┌─ SOURCE EXCERPT
Slow Cooker Whole30 Chicken Curry

May 30, 2018 0 Comments

This week I wanted to share with you another Whole30 approved recipe. I know, I know, I am turning into a diet blog. Not really though, because this recipe is so damn good you won’t even notice that it is Whole30 approved! It’s been my mission on this diet to make the tastiest food so that a. I don’t feel like I’m missing out, b. I can get back into my love of cooking again and c. my partner doesn’t notice how healthy we are really eating. He was very skeptical about this whole thing, and I’ve been getting a little smug about how much he is loving the food. Seriously, I feel like my cooking on this diet has surpassed his love of my usual cooking, so if that isn’t a plug for the food I don’t know what is!
└─
┌─ GIVEN ENTRIES
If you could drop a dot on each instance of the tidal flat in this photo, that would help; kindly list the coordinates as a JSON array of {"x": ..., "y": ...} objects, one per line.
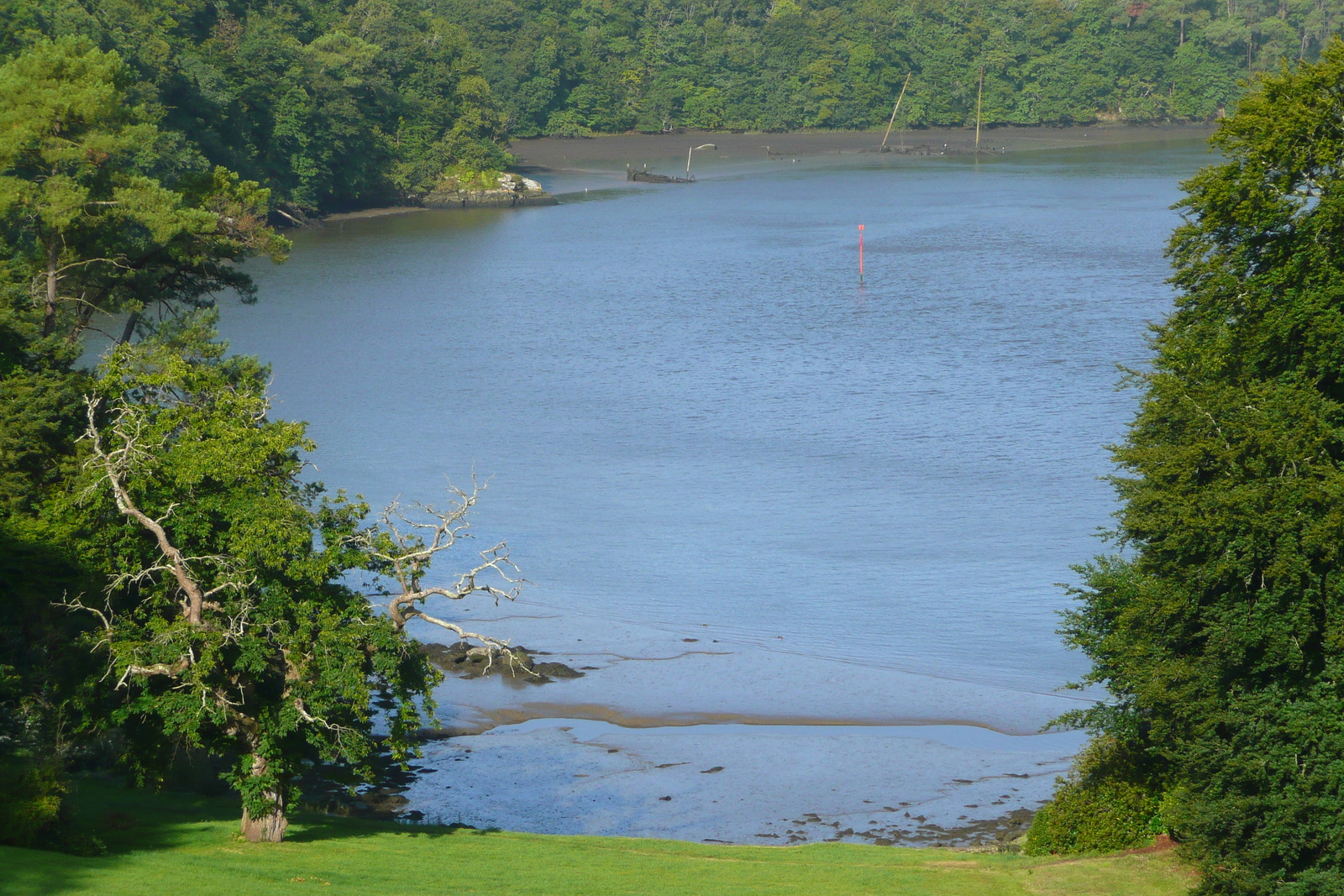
[{"x": 790, "y": 526}]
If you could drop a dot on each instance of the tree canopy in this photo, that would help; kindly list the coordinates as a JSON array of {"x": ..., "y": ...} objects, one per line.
[{"x": 1220, "y": 631}]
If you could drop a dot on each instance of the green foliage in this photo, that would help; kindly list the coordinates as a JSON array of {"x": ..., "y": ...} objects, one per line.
[
  {"x": 336, "y": 105},
  {"x": 101, "y": 210},
  {"x": 188, "y": 844},
  {"x": 228, "y": 629},
  {"x": 1221, "y": 629},
  {"x": 33, "y": 797},
  {"x": 327, "y": 105},
  {"x": 1104, "y": 805}
]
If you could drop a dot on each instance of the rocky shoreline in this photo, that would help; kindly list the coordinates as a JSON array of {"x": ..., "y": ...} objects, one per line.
[{"x": 512, "y": 191}]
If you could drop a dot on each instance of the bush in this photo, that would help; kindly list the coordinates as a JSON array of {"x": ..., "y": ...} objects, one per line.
[
  {"x": 1104, "y": 805},
  {"x": 33, "y": 801}
]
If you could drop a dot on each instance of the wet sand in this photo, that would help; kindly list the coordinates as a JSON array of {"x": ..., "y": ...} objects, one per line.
[
  {"x": 616, "y": 150},
  {"x": 927, "y": 785}
]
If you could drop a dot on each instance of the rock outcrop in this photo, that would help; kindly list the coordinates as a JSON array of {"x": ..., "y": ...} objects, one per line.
[{"x": 510, "y": 192}]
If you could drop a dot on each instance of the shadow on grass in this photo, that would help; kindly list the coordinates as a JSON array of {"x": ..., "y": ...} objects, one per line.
[{"x": 127, "y": 822}]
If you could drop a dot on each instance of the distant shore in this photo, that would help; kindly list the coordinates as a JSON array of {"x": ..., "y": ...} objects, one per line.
[{"x": 605, "y": 150}]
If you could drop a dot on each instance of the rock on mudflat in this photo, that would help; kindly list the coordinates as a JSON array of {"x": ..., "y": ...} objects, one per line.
[{"x": 511, "y": 192}]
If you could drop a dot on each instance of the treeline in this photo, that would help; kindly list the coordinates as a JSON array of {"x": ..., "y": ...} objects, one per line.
[
  {"x": 328, "y": 105},
  {"x": 1218, "y": 625},
  {"x": 172, "y": 590},
  {"x": 336, "y": 103},
  {"x": 779, "y": 65}
]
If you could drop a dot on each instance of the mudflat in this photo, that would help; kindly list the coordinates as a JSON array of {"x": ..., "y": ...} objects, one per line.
[{"x": 602, "y": 152}]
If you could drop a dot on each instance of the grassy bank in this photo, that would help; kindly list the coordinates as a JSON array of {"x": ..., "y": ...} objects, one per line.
[{"x": 188, "y": 846}]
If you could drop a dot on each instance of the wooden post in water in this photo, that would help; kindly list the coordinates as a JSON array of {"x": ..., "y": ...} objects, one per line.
[
  {"x": 894, "y": 109},
  {"x": 860, "y": 254},
  {"x": 979, "y": 98}
]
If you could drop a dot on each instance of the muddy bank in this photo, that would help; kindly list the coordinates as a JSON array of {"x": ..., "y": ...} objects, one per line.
[
  {"x": 773, "y": 785},
  {"x": 615, "y": 150},
  {"x": 517, "y": 664}
]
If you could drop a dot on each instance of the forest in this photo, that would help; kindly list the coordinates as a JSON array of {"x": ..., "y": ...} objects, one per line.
[{"x": 335, "y": 105}]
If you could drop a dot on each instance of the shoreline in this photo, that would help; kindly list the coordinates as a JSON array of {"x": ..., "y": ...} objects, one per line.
[
  {"x": 602, "y": 152},
  {"x": 507, "y": 716},
  {"x": 609, "y": 152}
]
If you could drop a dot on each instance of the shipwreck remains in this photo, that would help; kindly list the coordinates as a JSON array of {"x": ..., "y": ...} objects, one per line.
[{"x": 647, "y": 176}]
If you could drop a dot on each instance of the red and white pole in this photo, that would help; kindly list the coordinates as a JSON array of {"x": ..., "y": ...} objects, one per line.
[{"x": 860, "y": 253}]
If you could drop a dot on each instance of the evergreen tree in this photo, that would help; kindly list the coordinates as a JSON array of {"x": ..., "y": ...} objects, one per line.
[{"x": 1220, "y": 631}]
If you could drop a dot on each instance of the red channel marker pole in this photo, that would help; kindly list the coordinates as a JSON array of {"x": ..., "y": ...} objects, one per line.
[{"x": 860, "y": 253}]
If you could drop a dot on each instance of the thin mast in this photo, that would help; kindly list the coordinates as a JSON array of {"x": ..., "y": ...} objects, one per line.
[
  {"x": 894, "y": 109},
  {"x": 979, "y": 98}
]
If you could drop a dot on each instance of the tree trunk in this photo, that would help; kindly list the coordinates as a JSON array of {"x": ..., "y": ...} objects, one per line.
[
  {"x": 49, "y": 315},
  {"x": 268, "y": 828}
]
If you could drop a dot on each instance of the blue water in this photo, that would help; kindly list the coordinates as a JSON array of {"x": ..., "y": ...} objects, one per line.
[{"x": 694, "y": 414}]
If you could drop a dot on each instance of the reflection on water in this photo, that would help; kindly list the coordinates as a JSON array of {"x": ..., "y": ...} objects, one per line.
[{"x": 696, "y": 416}]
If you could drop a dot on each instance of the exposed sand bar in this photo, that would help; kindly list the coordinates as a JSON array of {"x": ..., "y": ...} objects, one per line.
[{"x": 616, "y": 150}]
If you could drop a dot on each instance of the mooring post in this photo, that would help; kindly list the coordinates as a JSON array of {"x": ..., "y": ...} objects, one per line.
[{"x": 860, "y": 254}]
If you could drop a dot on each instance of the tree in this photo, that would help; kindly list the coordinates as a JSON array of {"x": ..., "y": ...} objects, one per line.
[
  {"x": 228, "y": 624},
  {"x": 1221, "y": 629},
  {"x": 107, "y": 211}
]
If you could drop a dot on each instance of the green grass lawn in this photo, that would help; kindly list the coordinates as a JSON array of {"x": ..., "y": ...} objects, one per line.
[{"x": 188, "y": 846}]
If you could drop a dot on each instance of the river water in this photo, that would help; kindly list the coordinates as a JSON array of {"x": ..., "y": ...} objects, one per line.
[{"x": 745, "y": 486}]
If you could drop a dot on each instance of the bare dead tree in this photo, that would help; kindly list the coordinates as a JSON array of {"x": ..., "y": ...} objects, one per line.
[
  {"x": 199, "y": 580},
  {"x": 410, "y": 537}
]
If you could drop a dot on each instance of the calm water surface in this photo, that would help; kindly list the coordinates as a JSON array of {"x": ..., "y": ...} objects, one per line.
[{"x": 694, "y": 414}]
└─
GIVEN REQUEST 1
Print the passage of the chicken curry post that opens with the words containing "This week I" and closes with "know what is!".
GIVEN REQUEST 2
Pick up the Whole30 chicken curry post from where it stops and keep writing it.

OUTPUT 1
This week I wanted to share with you another Whole30 approved recipe. I know, I know, I am turning into a diet blog. Not really though, because this recipe is so damn good you won’t even notice that it is Whole30 approved! It’s been my mission on this diet to make the tastiest food so that a. I don’t feel like I’m missing out, b. I can get back into my love of cooking again and c. my partner doesn’t notice how healthy we are really eating. He was very skeptical about this whole thing, and I’ve been getting a little smug about how much he is loving the food. Seriously, I feel like my cooking on this diet has surpassed his love of my usual cooking, so if that isn’t a plug for the food I don’t know what is!

OUTPUT 2
This week I had a slow cooker recipe recommended to me and of course I had to tweak it to make it practically a whole new recipe because I just can’t help myself. Honestly I would be terrible on Masterchef because I am so bad at sticking exactly to what I’m meant to cook. The results were so good though that I was glad I still had what I’d chucked into the slow cooker in my head so that I could share it with you all. This recipe definitely doesn’t make you feel like you are missing out on delicious food, and the smells in the house while it was cooking away were so unbelievably good!

I was a little skeptical about putting chicken curry in the slow cooker, but I have seen it on Pinterest a lot and decided to finally give it a go. The results were absolutely delicious and made me think there is something to allowing the flavours to really develop in a curry in order to get the most out of them. On top of this, it makes for very minimal effort on your part, because you literally just chuck everything in and the slow cooker does the work for you. Seriously, all you have to do is brown the chicken, roughly chop some veggies and herbs, then chuck it all together and let it go. We all know how much I love a minimal effort meal, especially when for the most part on Whole30 I’ve been putting a lot of time and effort towards the kitchen, so it was nice to let the slow cooker do the work for once.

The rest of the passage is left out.